__Given text__:
|---|
What you need to know
China and Taiwan offer different models for tackling the worldwide problem of fake news, top-down or bottom-up. Take your pick...
Having worked on an independence-leaning newspaper in Taiwan and a state-run daily in China, I found both were partly propaganda tools and content to bend facts to purpose. At one I couldn’t print cute pictures of pandas, at the other I wasn’t allowed to talk about the country’s leaders.
Though most of the job was getting facts straight and reporting the same news as everyone else, there was editorialization and bias, peddling political influence and cohabiting with big business through advertising. Fake news wasn’t so much of an issue.
Essentially, these papers agreed what the news was, or wasn’t, and put their own slant on it. Faced with a rapidly changing internet-based media environment they were slow to shift from cutting down trees and shoving papers through doors to going online. More recently, they have been left bemused by the rise of search engines and social media.
Google, Facebook, Reddit, Baidu and WeChat are among the new media giants. Traditional TV still has a role to play, but even this is diminishing as millennials, in particular, switch to on-demand video services. In this fractured environment, the old media’s voice is no louder than anyone else’s, but is quick to claim the competition pumps out fake news. Pot, kettle, black.
|---|
Could you continue the piece on fake news in China and Taiwan from its last sentence? The data that comes next is from a different source.

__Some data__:
|---|
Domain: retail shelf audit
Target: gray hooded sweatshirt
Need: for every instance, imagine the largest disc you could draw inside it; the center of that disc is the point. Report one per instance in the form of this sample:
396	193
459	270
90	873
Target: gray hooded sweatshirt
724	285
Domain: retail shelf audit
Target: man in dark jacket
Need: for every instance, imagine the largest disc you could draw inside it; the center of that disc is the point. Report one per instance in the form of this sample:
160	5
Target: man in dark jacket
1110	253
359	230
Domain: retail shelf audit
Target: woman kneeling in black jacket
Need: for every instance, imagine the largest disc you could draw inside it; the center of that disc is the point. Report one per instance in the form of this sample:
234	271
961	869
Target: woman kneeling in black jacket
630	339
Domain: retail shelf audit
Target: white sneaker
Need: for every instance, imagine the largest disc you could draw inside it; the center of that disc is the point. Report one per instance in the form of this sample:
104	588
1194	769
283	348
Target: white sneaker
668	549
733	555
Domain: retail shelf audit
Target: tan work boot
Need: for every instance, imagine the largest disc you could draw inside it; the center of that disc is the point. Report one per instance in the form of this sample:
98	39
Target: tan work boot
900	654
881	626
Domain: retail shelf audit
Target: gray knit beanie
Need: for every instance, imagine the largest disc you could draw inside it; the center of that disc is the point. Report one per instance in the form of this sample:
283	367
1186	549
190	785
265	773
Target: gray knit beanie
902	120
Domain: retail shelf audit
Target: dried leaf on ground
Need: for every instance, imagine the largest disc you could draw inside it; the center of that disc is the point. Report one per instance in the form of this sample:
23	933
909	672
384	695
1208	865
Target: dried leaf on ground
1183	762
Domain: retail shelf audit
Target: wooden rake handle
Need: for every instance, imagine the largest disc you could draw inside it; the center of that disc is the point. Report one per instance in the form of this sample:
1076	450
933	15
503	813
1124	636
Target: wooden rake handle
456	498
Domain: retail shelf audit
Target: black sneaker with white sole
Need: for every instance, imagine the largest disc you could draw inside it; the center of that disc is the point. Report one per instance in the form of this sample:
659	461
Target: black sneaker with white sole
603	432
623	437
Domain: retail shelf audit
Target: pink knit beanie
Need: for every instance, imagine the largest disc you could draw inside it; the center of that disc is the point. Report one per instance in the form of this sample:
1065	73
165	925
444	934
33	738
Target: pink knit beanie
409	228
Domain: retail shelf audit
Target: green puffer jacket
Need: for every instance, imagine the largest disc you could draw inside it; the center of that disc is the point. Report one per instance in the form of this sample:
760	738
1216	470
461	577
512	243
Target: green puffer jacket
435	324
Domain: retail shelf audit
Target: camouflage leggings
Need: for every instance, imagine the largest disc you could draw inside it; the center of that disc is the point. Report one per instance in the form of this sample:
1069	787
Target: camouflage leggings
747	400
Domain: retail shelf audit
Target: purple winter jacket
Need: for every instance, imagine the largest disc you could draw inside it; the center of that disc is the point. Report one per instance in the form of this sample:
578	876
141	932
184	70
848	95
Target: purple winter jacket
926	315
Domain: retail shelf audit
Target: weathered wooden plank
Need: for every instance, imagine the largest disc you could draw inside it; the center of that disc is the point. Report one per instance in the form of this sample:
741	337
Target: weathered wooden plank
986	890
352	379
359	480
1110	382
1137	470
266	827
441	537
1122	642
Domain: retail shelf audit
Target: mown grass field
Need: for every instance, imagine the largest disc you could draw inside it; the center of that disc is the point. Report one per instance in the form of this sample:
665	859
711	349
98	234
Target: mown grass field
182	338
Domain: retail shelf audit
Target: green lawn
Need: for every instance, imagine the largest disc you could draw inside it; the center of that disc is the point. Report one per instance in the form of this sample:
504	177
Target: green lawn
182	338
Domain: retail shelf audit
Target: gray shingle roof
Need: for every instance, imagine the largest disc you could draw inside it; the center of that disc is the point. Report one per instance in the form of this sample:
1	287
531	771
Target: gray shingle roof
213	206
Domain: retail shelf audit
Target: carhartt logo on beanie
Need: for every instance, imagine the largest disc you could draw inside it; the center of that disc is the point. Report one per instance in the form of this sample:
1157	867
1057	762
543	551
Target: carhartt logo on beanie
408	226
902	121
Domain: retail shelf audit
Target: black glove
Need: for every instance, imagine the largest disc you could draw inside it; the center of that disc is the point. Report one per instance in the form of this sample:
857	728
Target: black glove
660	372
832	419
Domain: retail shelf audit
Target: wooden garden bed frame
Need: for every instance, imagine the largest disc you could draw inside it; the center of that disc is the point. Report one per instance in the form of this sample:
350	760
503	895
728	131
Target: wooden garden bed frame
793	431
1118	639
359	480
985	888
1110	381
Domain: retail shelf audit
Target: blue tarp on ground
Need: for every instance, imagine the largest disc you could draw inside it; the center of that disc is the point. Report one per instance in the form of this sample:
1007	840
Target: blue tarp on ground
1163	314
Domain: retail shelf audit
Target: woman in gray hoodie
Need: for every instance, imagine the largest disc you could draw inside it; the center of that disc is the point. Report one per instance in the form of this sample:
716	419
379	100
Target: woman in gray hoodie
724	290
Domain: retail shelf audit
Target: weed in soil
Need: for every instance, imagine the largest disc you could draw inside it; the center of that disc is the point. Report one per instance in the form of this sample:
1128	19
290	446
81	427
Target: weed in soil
|---|
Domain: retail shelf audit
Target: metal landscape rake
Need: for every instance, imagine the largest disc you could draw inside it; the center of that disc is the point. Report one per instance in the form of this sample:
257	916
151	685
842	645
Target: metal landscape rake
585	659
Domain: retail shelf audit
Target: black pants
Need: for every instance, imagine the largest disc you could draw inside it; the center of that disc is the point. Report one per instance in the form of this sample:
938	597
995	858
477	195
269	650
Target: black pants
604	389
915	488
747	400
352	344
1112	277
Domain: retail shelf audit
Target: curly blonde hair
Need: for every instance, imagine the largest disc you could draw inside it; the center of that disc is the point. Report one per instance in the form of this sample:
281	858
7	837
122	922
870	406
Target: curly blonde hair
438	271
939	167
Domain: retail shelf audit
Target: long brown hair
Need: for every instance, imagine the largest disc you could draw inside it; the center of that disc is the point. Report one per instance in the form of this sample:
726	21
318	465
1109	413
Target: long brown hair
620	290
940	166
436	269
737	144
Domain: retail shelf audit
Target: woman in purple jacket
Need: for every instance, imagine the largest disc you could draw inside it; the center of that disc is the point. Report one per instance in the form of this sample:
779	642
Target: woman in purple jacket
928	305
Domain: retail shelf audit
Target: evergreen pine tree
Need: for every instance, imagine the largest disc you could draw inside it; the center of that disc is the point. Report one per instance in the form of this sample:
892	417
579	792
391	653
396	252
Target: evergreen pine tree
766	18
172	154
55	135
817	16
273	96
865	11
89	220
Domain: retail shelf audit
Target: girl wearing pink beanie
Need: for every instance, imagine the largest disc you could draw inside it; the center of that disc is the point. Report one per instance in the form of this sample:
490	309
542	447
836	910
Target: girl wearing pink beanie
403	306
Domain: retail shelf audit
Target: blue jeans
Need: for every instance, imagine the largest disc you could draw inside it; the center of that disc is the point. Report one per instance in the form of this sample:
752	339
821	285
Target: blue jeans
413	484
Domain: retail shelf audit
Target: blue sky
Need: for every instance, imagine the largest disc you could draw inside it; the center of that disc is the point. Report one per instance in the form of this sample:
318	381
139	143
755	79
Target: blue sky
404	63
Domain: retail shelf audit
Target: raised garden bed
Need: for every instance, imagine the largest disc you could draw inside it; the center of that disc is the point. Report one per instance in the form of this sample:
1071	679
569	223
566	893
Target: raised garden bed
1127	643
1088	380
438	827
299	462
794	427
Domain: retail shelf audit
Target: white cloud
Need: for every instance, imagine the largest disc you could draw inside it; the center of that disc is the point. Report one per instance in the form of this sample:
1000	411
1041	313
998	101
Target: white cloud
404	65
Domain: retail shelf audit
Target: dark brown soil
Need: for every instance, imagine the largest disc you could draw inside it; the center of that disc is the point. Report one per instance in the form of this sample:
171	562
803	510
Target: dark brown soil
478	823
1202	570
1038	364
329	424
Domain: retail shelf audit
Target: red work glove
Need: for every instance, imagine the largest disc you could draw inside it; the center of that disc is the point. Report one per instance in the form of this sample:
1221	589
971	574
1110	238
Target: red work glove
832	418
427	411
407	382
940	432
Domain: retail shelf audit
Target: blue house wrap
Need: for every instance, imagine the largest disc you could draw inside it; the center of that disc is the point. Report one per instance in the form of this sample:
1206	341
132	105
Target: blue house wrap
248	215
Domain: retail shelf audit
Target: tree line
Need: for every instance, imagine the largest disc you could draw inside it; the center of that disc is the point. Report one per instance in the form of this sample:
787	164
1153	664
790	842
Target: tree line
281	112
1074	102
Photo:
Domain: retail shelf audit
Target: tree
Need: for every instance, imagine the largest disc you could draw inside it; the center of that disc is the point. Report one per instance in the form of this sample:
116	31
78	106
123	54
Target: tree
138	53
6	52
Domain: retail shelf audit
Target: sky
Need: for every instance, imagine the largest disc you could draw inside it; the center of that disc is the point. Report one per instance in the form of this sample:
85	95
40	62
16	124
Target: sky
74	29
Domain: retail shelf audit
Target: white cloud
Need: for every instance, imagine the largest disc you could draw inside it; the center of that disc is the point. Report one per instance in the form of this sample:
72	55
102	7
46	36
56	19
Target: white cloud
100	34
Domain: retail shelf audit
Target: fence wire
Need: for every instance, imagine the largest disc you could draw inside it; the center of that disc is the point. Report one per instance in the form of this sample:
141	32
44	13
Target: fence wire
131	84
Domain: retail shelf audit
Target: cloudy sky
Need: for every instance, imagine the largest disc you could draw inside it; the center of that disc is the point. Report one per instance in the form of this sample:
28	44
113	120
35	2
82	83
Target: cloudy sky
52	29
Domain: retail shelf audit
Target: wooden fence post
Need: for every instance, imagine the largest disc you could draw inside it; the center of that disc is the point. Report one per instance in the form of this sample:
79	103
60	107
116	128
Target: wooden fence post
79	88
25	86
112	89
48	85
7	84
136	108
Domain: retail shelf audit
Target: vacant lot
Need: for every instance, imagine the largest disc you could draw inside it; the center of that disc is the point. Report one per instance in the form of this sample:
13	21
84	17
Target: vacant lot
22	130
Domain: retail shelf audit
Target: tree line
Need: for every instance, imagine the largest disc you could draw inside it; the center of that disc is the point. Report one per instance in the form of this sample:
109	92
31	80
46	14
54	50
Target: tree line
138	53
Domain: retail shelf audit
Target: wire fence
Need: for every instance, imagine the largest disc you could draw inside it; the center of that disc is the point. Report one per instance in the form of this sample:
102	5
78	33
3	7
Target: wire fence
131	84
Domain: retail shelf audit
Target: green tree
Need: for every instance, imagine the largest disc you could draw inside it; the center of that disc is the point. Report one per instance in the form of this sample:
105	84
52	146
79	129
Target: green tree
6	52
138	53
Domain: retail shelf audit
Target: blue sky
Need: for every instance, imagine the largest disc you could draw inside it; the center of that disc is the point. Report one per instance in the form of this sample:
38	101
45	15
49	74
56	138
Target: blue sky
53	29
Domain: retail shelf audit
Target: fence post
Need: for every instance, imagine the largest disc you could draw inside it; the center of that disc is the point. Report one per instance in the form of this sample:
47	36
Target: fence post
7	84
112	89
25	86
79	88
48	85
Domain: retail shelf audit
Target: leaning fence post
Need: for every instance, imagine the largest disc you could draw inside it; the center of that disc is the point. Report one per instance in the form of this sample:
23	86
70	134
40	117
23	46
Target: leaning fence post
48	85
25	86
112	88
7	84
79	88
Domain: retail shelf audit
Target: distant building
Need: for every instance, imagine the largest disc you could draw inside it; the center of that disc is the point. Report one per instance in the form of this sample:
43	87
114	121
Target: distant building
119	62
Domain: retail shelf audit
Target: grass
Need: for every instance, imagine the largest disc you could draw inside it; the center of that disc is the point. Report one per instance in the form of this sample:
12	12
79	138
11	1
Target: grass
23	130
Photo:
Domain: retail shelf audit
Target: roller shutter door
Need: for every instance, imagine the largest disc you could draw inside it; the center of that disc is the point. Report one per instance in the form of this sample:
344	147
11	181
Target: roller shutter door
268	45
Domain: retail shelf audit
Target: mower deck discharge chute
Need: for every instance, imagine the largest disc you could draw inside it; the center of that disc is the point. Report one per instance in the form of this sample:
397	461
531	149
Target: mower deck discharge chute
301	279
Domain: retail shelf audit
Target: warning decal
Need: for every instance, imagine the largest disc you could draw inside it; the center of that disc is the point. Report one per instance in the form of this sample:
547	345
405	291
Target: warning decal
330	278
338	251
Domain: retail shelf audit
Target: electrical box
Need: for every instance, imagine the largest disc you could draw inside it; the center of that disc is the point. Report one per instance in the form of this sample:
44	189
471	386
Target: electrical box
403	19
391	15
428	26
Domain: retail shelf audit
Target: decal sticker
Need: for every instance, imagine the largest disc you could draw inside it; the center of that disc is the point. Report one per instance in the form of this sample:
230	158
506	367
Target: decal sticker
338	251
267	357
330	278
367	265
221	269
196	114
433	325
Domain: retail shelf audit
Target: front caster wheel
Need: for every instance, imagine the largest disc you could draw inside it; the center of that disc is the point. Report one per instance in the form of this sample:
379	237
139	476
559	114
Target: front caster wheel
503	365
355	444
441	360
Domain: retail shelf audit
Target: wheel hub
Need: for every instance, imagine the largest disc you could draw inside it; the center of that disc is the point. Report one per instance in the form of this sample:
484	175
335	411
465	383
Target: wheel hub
|---|
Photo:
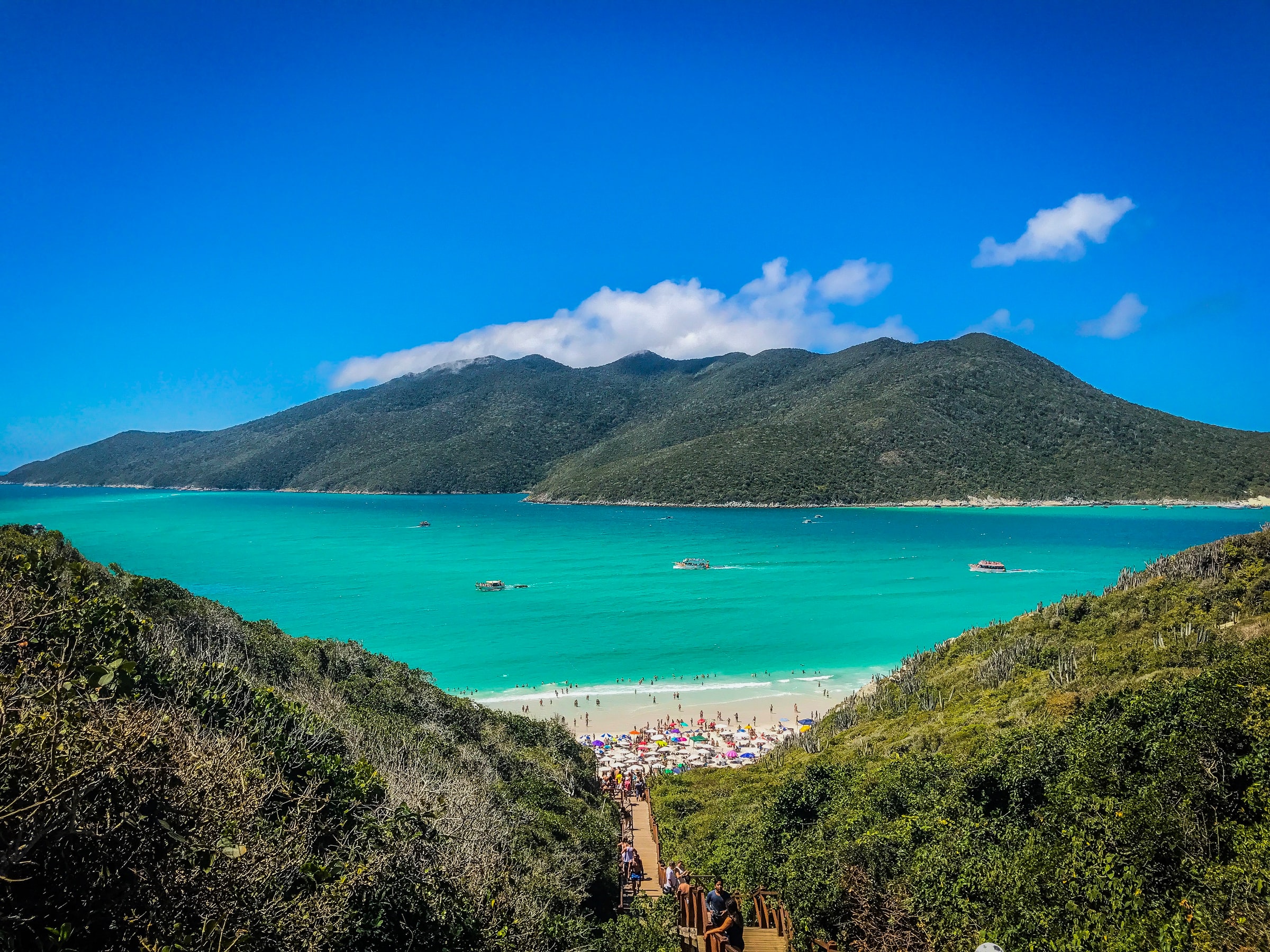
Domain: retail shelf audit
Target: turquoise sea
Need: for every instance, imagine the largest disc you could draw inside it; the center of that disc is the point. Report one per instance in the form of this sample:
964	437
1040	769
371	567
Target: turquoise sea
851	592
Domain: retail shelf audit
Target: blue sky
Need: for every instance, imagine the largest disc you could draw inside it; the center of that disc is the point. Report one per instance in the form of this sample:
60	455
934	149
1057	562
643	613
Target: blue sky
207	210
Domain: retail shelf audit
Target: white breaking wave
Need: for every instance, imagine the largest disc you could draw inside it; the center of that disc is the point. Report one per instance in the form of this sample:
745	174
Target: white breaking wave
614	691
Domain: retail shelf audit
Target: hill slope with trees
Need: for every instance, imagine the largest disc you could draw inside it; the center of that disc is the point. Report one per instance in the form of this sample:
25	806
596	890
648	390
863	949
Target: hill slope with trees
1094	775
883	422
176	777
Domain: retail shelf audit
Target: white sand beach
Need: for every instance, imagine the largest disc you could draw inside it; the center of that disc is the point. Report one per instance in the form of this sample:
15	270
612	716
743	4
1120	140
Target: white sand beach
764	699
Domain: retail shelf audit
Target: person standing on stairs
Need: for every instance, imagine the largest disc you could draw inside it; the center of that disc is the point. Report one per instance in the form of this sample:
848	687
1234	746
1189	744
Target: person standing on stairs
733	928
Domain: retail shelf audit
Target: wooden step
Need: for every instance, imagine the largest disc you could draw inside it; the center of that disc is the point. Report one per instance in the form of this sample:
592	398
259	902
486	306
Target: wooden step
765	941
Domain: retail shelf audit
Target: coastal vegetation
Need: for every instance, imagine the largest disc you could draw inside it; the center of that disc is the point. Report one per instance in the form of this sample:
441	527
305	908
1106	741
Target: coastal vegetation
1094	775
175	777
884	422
|---|
__Result of the exercise__:
Though fake news came to prominence as a result of Donald Trump’s ascension to the presidential throne, essentially it is nothing new. It’s just a bigly fib. The word “fake” derives from the late 18th century, but started trending from the 1980s onward when branded goods were counterfeited. From 2010 the word became associated with news and since then more than 100 fact checking organizations have sprouted up, according to the Reuters Institute for the Study of Journalism. After Brexit there was a lot of talk about the “post-fact” or “post-truth” era.
It’s a worldwide phenomenon, but in the Chinese-speaking sphere the attitudes of Taiwan and China to fake news are instructive. While Taiwan seeks a democratic solution targeting “erroneous news;” China’s velvet glove and iron hand approach is top-down – a "reward and punish" system that jails offenders, as suggested by Ren Xianling (任賢良), vice minister of the Cyberspace Administration of China, at an internet conference in Wuzhen, China, late last year.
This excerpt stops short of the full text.